Supplied data:

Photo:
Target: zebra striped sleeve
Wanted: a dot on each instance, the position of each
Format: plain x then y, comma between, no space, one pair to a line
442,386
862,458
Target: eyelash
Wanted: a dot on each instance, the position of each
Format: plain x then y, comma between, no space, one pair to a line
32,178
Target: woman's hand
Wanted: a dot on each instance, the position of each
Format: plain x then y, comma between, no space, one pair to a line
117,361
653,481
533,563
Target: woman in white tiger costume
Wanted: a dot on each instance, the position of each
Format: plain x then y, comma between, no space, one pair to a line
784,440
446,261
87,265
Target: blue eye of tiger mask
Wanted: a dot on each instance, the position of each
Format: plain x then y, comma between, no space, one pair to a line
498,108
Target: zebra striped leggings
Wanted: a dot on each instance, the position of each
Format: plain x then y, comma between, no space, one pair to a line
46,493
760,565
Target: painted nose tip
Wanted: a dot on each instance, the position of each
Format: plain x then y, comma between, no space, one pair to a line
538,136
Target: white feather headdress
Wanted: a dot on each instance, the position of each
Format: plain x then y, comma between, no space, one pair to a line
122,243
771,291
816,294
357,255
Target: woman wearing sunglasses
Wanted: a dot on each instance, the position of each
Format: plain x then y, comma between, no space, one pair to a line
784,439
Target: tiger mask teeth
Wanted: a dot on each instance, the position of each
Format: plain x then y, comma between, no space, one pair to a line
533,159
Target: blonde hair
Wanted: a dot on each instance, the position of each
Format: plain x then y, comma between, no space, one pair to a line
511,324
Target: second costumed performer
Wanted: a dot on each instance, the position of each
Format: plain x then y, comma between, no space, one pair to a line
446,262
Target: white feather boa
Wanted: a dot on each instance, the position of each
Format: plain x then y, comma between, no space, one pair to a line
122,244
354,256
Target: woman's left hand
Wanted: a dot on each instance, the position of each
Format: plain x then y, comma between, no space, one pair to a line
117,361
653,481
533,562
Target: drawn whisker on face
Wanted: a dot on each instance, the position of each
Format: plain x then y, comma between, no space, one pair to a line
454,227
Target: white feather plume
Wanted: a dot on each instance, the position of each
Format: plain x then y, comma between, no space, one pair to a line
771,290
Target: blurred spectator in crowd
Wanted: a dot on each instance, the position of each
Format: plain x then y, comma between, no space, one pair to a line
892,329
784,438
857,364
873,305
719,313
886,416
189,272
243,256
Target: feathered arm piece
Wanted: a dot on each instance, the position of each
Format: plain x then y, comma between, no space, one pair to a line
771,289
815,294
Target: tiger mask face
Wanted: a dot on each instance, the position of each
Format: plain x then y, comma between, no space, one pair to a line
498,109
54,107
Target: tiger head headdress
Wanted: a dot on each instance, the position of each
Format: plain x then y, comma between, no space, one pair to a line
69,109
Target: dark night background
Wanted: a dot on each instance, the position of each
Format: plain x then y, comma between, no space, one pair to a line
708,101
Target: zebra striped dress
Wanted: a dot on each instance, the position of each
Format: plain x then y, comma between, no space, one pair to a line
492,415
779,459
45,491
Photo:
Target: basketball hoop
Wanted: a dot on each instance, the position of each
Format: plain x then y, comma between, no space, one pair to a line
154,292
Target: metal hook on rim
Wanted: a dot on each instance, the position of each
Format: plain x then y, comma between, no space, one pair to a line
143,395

Given exercise:
Copy all of the rows above again, swapping every "dot" for "mark" and leaving everything else the same.

Answer for this exercise:
Photo:
Target: zebra striped sleeve
Wanted: a mark on each instance, the position of each
Format: plain x then y, comma between, no space, one pair to a line
442,386
862,458
Target: eyelash
Wanted: a mark on each instance, the position of each
Format: plain x then y, comma between, no space, one pair to a line
32,178
Target: woman's hand
Wanted: a mark on each instance, the position of each
Format: plain x then y, comma between, no space, one pair to a line
117,361
653,481
533,563
Target: woman in white tiger costume
Wanted: a mark on each instance, the position of each
Format: plain x then y, comma between, no space, one pair to a line
784,440
446,261
87,265
Target: blue eye of tiger mask
Wanted: a mark on each instance, the position of each
Format: plain x then y, comma between, no space, one pair to a line
498,108
Target: zebra striped leggings
Wanted: a mark on each instance, the position of each
Format: plain x then y, comma between, no space, one pair to a line
46,493
760,565
Target: painted nose tip
Wanted: a mark on each instance, the position of each
Format: plain x then y, comma between, no space, one pair to a line
538,136
Target: white feather headdress
Wanted: a mark on each instance, the position of each
Format: plain x then y, comma between, no space, one pair to a line
122,243
771,291
816,294
357,255
Target: woman wearing sunglasses
Wanted: a mark on each instance, the position of each
Format: plain x then y, comma between, no space, one pair to a line
784,439
Target: tiger mask teeth
Wanted: a mark on each instance, the position of each
Format: plain x then y, comma between, no space, one pair to a line
533,159
Target: blonde hair
Wanted: a mark on each instance, the position of each
Format: plain x then y, comma between, no space, one pair to a line
511,324
Target: second costumed performer
Wanted: a mark on each instance, the position of each
Format: plain x then y, comma between, no space, one pair to a line
446,262
Target: white feather boa
Wanted: a mark on each instance, the position of each
Format: plain x then y, comma between, no space, one pair to a line
122,244
354,256
Target: woman's left hand
Wanted: a mark on each instance, the position of each
Format: plain x then y, comma between, no space, one pair to a line
117,361
653,481
533,562
Target: drawn whisker on face
Wanted: a mark on each instance, the position of each
Format: plain x then y, comma between, no space, one pair to a line
454,227
Target: white feather plume
Wanted: a mark on each instance, the position of each
Format: plain x then y, comma between, no space, one pair to a line
771,290
Target: blurred spectator in crowd
Wanted: a mark on each instance, the position of each
Format: plain x then y, comma between, no space, one pair to a line
892,329
784,438
857,364
873,305
719,313
886,416
189,272
243,256
Target: feathered arm piece
Wanted: a mark on each instance, the position of each
Format: plain x then y, comma between, no space, one pair to a line
771,289
815,294
Target: tiger mask face
Wanted: a mark on each instance, the position of each
Format: plain x then y, comma between, no space, one pair to a line
498,109
54,107
Target: tiger head headdress
Wanted: a mark on each instance, the position of each
Format: plain x then y, comma between, no space, one pair to a line
69,109
Target: dark night background
Wanted: a mark on each instance, the position of each
Format: plain x then y, comma between, no space, one pair to a line
708,101
Target: zebra striped dress
Wanted: a mark on each instance, the position of each
Format: plain x then y, comma between, no space, one pair to a line
492,415
779,459
45,491
Photo:
Target: basketball hoop
Wanted: a mark on each instance, the position of each
Format: plain x then y, comma between, no space, one pair to a line
154,292
Target: metal hook on rim
Wanted: a mark on each instance, the position of each
Format: plain x then y, comma between, no space, one pair to a line
143,395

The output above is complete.